■ Ausgangstext:
TI-Anbindung: Verzögerungen sorgen für Frust
Weniger erfreulich gestalten sich die Entwicklungen bei der technischen Anbindung der Betriebe an die Telematikinfrastruktur (TI). So war eigentlich vorgesehen, dass die Ausgabe der elektronischen Berufsausweise (eBA) zur personenbezogenen Authentifizierung gegenüber der TI sowie der Institutionskarten zur Authentifizierung der jeweiligen Einrichtung (Security Module Card Typ B – SMC‑B) für die Betriebe bereits 2024 beginnt. Nach erster Verzögerung sollte dies spätestens im ersten Quartal 2025 erfolgen. Doch bis heute ist die Kartenausgabe nicht in Sicht.
Damit verzögert sich ebenfalls die Klärung der dringend notwendigen Refinanzierung der Investitionskosten für die TI-Anbindung. Obwohl diese für die Gesundheitshandwerke zum 1. Januar 2026 gesetzlich verpflichtend wird, gibt es noch keinen Gesprächstermin mit dem Spitzenverband Bund der Krankenkassen (GKV-Spitzenverband), um über eine verlässliche Finanzierungslösung zu verhandeln. „Die Politik fordert die Digitalisierung ein. Sie muss den Betrieben aber auch ermöglichen, sie umzusetzen“, betont Münch. „Zurzeit stehen gesetzliche Pflichten im Raum, während gleichzeitig die technischen und finanziellen Grundlagen dafür fehlen. Hier sind endlich konkrete Schritte nötig, damit die Betriebe handlungsfähig werden!“ Ohne Zugang zur TI werde es keine vollwertige Einbindung des Gesundheitshandwerks in digitale Versorgungsprozesse geben, erklärt Münch. Deshalb setze sich der BIV-OT gemeinsam mit den anderen Gesundheitshandwerken sehr nachdrücklich dafür ein, „dass es bei Kartenausgabe und Refinanzierung endlich vorangeht“.
eVO fehlt in aktueller TI-Roadmap
Als Nationale Agentur für die Digitalisierung im Gesundheitswesen dokumentiert die Gematik GmbH auf ihrem Fachportal transparent die geplanten technischen Entwicklungsschritte für den Ausbau der Telematikinfrastruktur. In der im Juli 2025 veröffentlichten Roadmap bis Ende 2027 findet sich derzeit kein Hinweis auf die elektronische Verordnung für Hilfsmittel. Stattdessen wird für das Jahr 2027 das eRezept für die häusliche Krankenpflege (HKP) aufgeführt – eine Anwendung, deren Einführung laut Digitale-Versorgung-und-Pflege-Modernisierungs-Gesetz (DVPMG) ursprünglich bereits zum 1. Juli 2024 verpflichtend vorgesehen war.

■ Erfasste Daten:
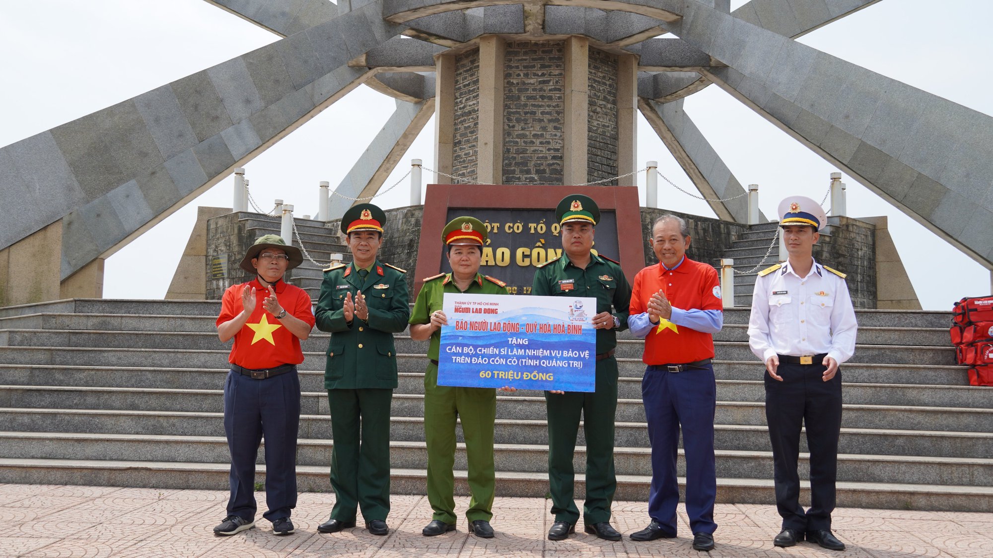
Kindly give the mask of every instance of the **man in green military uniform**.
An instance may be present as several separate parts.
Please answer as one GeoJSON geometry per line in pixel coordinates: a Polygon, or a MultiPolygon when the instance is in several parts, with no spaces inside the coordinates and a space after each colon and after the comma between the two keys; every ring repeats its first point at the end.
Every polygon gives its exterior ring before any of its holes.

■ Aufgaben:
(a) Ab welchem Datum ist die TI-Anbindung laut Ausgangstext für die Gesundheitshandwerke gesetzlich verpflichtend?
(b) Schreiben Sie aus dem Ausgangstext die Stelle zwischen „TI-Anbindung: Verzögerungen sorgen“ und „nicht in Sicht.“ wortgetreu ab, beide eingeschlossen.

■ Lösungen:
(a) Ab dem 1. Januar 2026.

(b)
TI-Anbindung: Verzögerungen sorgen für Frust
Weniger erfreulich gestalten sich die Entwicklungen bei der technischen Anbindung der Betriebe an die Telematikinfrastruktur (TI). So war eigentlich vorgesehen, dass die Ausgabe der elektronischen Berufsausweise (eBA) zur personenbezogenen Authentifizierung gegenüber der TI sowie der Institutionskarten zur Authentifizierung der jeweiligen Einrichtung (Security Module Card Typ B – SMC‑B) für die Betriebe bereits 2024 beginnt. Nach erster Verzögerung sollte dies spätestens im ersten Quartal 2025 erfolgen. Doch bis heute ist die Kartenausgabe nicht in Sicht.